_Parts of the exercise_.
1. Using the biography of Edward John Parker, say whether each statement below agrees with the text: (a) He was baptised in 1883. (b) His wife Lydia was born in Forest Row. (c) His attestation papers survive. Answer yes or no for each and quote the deciding words.
2. Summarize the biography of Edward John Parker in three sentences.

_Excerpted passage_.
────
Private, 5396, 11th Royal Fusiliers
Died of disease in hospital at Abbeville, France, 12 January 1917, aged c.33
Buried at Abbeville Communal Cemetery, Plot 11, Row B, Grave 12

The Badge of the Royal Fusiliers

Edward John Parker was born in Hartfield, and baptised at the church there on 29 April 1883, the son of William and Harriet Parker. By 1891 the family was living in Forest Row, at Gilliam's Lane, near the cemetery. William was a cowman. There were three children in the family at this time: William George - listed as William, Edward John - recorded as John, and Helen Mary - known as Helen. By 1901 they had moved to Parkside Cottages, Forest Row, and another daughter, Edie, or Edith Annie, had been born. Edward, or John as he seems to have always been known, was working as a gardener. The 1911 census shows that the parents were now living at Birchgrove, but John, still working as a gardener, was boarding with John and Sarah Jenner at Morris's Cottages, Forest Row.

In early 1913, John married Lydia Mary Brooks, somewhere in the East Grinstead Registration District. She was born in Brampford Speke in Devon, but had been working as a servant in the household of Sir Lewis Dibdin (an ecclesiastical lawyer) in Dormansland (near East Grinstead), Surrey. A son, Cecil, was born to John and Lydia later in the year.

According to Ancestry's Soldiers died in the Great War, John Parker enlisted at 'Grimstead', but I suspect this is a mis-transcription for East Grinstead. The year is not given, and no attestation papers survive. However, the Royal Fusiliers 11th Battalion (London Regiment) formed on 6 September 1914 at Hounslow, and John may well have joined up in the early days of the war. In July 1915, the battalion was mobilised and subsequently landed at Boulogne. During 1916, John may well have seen action at the battles of Albert, Bazetin Ridge, Delville Wood, Thiepval Ridge and Ancre Heights. The battalion was also involved in the capture of Regina Trench and the Battle of the Ancre.

Commonwealth War Graves Commission Graves Registration Register

Sources differ as to the cause of his death. Edward John Parker either died of wounds or disease, but he did die in hospital at Abbeville, which, for much of the war was headquarters for the Commonwealth lines of communication. There were a number of hospitals serving the troops, but the most likely one to have nursed John was either No. 5 British Red Cross B section or No. 2 Stationary Hospital. Both of these were operational in the right time frame. These base hospitals were part of the casualty evacuation chain, further back from the front line than the Casualty Clearing Stations. Presumably Private Parker was considered suitable for repatriation, but didn't survive to return to 'Blighty'. The Communal Cemetery at Abbeville where he was buried was in use from November 1914 until September 1916 when an extension was begun.

Lydia signed the Hartfield Memorial Book as Lydia Parker (widow), Rose Hill Cottage, Forest Row. In 1920, she married again, to Frederick Gurr. She didn't forget John though and his headstone bears the following inscription:

Thy memory shall never fade Lydia and Cecil

The Graves Registration Report form refers to her as Mrs L.M. Gurr, Lavender Platt, Forest Row, Sussex.
────
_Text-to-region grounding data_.

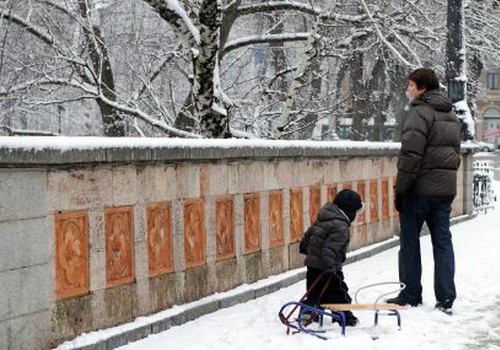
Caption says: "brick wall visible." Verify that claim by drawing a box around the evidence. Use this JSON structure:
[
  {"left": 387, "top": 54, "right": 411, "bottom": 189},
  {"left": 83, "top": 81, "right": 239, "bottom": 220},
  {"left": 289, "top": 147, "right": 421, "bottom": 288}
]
[{"left": 0, "top": 141, "right": 471, "bottom": 349}]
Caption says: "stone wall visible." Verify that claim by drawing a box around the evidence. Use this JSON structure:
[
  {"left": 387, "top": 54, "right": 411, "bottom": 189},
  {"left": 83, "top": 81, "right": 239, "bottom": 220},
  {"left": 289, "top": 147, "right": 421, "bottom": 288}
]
[{"left": 0, "top": 138, "right": 472, "bottom": 349}]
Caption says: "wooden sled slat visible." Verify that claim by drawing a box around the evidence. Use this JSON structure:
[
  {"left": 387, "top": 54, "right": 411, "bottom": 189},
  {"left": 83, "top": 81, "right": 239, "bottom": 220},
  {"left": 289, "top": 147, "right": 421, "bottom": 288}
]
[{"left": 321, "top": 303, "right": 406, "bottom": 311}]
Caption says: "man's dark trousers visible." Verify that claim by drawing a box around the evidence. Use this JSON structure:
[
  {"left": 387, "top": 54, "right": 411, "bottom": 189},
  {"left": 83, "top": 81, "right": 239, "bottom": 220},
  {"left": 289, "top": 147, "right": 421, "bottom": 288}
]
[{"left": 399, "top": 195, "right": 456, "bottom": 307}]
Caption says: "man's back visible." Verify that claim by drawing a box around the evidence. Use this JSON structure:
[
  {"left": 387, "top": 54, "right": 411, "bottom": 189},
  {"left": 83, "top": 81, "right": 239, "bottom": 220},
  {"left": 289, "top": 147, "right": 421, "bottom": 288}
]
[{"left": 396, "top": 90, "right": 460, "bottom": 196}]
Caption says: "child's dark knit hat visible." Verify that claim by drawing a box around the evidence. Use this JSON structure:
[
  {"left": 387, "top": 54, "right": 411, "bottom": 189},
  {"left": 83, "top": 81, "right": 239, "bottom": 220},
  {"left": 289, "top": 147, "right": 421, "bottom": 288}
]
[{"left": 333, "top": 189, "right": 363, "bottom": 222}]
────
_Task solutions_.
1.
(a) Yes: "Edward John Parker was born in Hartfield, and baptised at the church there on 29 April 1883"
(b) No: "She was born in Brampford Speke in Devon"
(c) No: "no attestation papers survive"

2. Edward John Parker was born in Hartfield, baptised in 1883, and worked as a gardener in Forest Row. He married Lydia Mary Brooks in early 1913, and their son Cecil was born later that year. As a private in the 11th Royal Fusiliers, a battalion mobilized in July 1915 that later landed at Boulogne, he died in hospital at Abbeville on 12 January 1917, of either wounds or disease, and was buried in Abbeville Communal Cemetery under a headstone inscribed by Lydia and Cecil.